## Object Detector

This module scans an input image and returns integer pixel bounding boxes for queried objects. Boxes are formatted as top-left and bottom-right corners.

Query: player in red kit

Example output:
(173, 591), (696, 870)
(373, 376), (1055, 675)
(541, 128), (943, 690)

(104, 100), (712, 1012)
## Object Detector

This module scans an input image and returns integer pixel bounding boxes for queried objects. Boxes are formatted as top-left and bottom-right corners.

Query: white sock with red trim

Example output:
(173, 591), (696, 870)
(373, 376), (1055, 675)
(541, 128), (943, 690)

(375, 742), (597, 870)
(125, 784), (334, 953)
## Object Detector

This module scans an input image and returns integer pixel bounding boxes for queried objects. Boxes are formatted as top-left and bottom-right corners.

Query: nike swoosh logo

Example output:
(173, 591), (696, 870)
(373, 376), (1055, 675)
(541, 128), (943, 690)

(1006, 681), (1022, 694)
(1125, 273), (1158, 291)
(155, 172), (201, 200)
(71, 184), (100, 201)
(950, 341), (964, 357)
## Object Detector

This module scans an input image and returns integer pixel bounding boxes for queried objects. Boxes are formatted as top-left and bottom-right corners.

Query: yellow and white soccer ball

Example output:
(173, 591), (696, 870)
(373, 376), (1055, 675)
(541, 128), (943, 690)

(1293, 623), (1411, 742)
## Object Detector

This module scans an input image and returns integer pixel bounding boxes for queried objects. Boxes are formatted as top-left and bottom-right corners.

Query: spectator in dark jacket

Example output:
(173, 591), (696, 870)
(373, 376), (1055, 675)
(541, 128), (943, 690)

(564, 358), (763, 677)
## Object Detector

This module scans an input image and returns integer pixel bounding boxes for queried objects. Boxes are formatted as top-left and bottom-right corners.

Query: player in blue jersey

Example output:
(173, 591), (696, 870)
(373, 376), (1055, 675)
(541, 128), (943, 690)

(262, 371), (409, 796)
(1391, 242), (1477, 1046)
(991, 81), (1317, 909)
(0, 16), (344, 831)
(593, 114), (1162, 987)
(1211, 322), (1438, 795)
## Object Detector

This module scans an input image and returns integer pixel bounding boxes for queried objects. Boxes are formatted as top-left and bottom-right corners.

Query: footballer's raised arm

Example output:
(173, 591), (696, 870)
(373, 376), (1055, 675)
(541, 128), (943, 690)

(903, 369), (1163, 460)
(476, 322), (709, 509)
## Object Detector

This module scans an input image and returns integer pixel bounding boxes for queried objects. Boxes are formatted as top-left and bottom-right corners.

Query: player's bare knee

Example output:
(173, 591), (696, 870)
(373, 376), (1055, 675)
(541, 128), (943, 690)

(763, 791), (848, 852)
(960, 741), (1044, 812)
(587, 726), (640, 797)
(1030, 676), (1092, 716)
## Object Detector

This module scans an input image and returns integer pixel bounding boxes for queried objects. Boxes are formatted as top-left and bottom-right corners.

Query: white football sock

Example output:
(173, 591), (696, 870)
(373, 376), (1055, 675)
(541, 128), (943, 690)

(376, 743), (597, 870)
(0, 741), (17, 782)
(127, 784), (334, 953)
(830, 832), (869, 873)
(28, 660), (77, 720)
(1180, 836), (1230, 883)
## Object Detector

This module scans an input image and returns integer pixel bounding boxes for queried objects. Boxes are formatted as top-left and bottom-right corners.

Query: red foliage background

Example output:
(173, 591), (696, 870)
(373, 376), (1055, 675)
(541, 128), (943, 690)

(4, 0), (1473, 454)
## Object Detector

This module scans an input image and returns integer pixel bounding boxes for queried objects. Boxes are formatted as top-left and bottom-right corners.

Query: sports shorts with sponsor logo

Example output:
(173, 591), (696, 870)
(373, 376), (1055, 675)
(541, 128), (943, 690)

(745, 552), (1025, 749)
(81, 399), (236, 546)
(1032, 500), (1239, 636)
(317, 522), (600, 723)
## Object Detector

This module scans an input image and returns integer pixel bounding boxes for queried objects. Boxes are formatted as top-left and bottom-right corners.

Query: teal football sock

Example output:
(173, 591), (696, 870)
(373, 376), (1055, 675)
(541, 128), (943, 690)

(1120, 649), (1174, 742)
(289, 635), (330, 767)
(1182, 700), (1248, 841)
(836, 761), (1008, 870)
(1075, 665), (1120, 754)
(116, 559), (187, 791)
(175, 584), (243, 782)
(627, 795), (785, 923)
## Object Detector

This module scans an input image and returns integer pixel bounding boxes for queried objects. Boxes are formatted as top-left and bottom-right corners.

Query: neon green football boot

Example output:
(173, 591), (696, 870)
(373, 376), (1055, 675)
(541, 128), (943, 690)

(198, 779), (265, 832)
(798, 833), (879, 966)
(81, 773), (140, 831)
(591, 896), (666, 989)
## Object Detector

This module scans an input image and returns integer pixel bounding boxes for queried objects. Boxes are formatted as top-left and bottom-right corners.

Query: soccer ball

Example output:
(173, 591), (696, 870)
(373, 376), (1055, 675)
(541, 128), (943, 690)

== == ==

What the task asks:
Across the whole listing, every line must be copied exactly.

Written answer:
## Object Detector

This module scans an input image and returns integer pixel bounding boxes for queried objects. Boxes are formatted as top-left and bottom-right corners.

Query: player in red kit

Example output:
(173, 591), (696, 870)
(373, 376), (1055, 675)
(541, 128), (943, 690)

(104, 100), (712, 1012)
## Object Detector

This module scans an input image and returns integer pixel bounding boxes for queried objects. Boxes are formatted as top-left and bottom-right corners.

Query: white sock with red trim

Example output:
(173, 591), (696, 870)
(373, 376), (1055, 675)
(541, 128), (943, 690)

(375, 742), (597, 870)
(125, 784), (334, 953)
## Object Detector

This module scans an input image and returns integer pixel bounding boxes for queried objects. Boxes are formatted as top-left and bottom-right corners.

Query: nike swoosh logo

Example output:
(173, 591), (696, 870)
(373, 376), (1055, 675)
(541, 128), (943, 690)

(1006, 681), (1022, 694)
(1125, 273), (1158, 291)
(155, 172), (201, 200)
(71, 184), (100, 201)
(950, 341), (964, 357)
## Object Detector

This module scans an input image and returns integer pixel bounding boxes for queried objects. Boxes are formatted as top-left and bottom-right corners.

Query: yellow and white soccer ball

Example output:
(173, 591), (696, 870)
(373, 376), (1055, 675)
(541, 128), (943, 690)

(1293, 623), (1411, 742)
## Object Detector

This module scans an input image and returns integer pixel bounding boxes for queried objects. Boxes are formatted as top-left and bottom-right corners.

Query: spectator in dark jacket

Example output:
(173, 591), (696, 870)
(373, 376), (1055, 675)
(541, 128), (943, 690)

(564, 358), (763, 677)
## Object Detector

This module scans an input image and returns integer pixel bounding boxes for queried objects. Boxes are formatted as top-left and bottom-right corners.

Query: player in blue jersey

Example output:
(173, 591), (696, 870)
(373, 376), (1055, 675)
(541, 128), (943, 690)

(262, 371), (409, 796)
(1391, 242), (1477, 1046)
(991, 81), (1317, 909)
(0, 16), (344, 831)
(593, 114), (1162, 987)
(1211, 322), (1438, 795)
## Object Detector

This module scans an input image and returns integer pixel bounding boxes for queried objects. Boxes are formatted as top-left and bottom-right corners.

Query: footballer's raised arm

Example output:
(173, 591), (696, 870)
(373, 376), (1055, 675)
(541, 128), (943, 690)

(903, 369), (1163, 460)
(476, 322), (709, 509)
## Object Detector

This module scans an input image and returns integer pixel bounding boxes for queried objects. Boxes are formatted as top-left and bottom-right corners.

Query: player's bare knee

Example output:
(173, 591), (696, 870)
(373, 376), (1055, 675)
(541, 128), (943, 690)

(763, 791), (848, 852)
(960, 741), (1044, 812)
(587, 726), (640, 797)
(1030, 676), (1092, 716)
## Object Detector

This module scans an input image and returns integer pixel bounding boxes for queried objects. Boxes are formatted as top-left and bottom-right corners.

Query: white football sock

Example output:
(173, 591), (696, 870)
(373, 376), (1055, 675)
(541, 128), (943, 690)

(376, 743), (597, 870)
(0, 741), (17, 782)
(127, 784), (334, 953)
(830, 832), (869, 873)
(28, 660), (77, 720)
(1180, 836), (1230, 883)
## Object Detector

This module scans an input image and returns integer pixel bounding boxes for queried objects. Boxes are formatted as top-left and bottom-right corners.

Query: red foliage background

Example output:
(173, 591), (696, 870)
(373, 376), (1055, 675)
(541, 128), (943, 690)

(4, 0), (1473, 454)
## Object Detector

This module scans an input image and returns integer pixel bounding boxes for queried objects. Boxes are formatted as top-left and bottom-right corners.

Query: sports shorts with sponsor logo

Example output:
(173, 591), (696, 870)
(373, 376), (1055, 675)
(541, 128), (943, 690)

(745, 552), (1025, 749)
(81, 399), (236, 546)
(1032, 500), (1239, 636)
(317, 522), (600, 723)
## Object Detector

This module scans an input image and returns integer pixel bounding boxes for queried objects. Boxes are formatted as top-left and bottom-right corners.

Query: teal football sock

Example output:
(173, 591), (696, 870)
(373, 376), (1055, 675)
(541, 128), (943, 690)

(1120, 649), (1174, 742)
(289, 635), (330, 767)
(1182, 700), (1248, 841)
(836, 761), (1008, 870)
(1075, 665), (1120, 754)
(116, 559), (187, 791)
(175, 584), (243, 782)
(627, 795), (785, 923)
## Object Detector

This module scans an input image and returns integer pixel bounding boxes for queried objects. Boxes are formatted as top-left and bottom-right corners.

Query: neon green football boot

Example output:
(173, 591), (696, 870)
(373, 376), (1055, 675)
(541, 128), (943, 690)

(198, 779), (265, 832)
(798, 833), (879, 966)
(81, 773), (140, 831)
(591, 896), (666, 989)
## Object Detector

This module scans an input image and returns integer pixel bounding boxes for queried objects. Boxes are formatted as top-left and bottom-right corners.

Query: soccer ball

Example output:
(173, 591), (696, 870)
(373, 376), (1055, 675)
(541, 128), (943, 690)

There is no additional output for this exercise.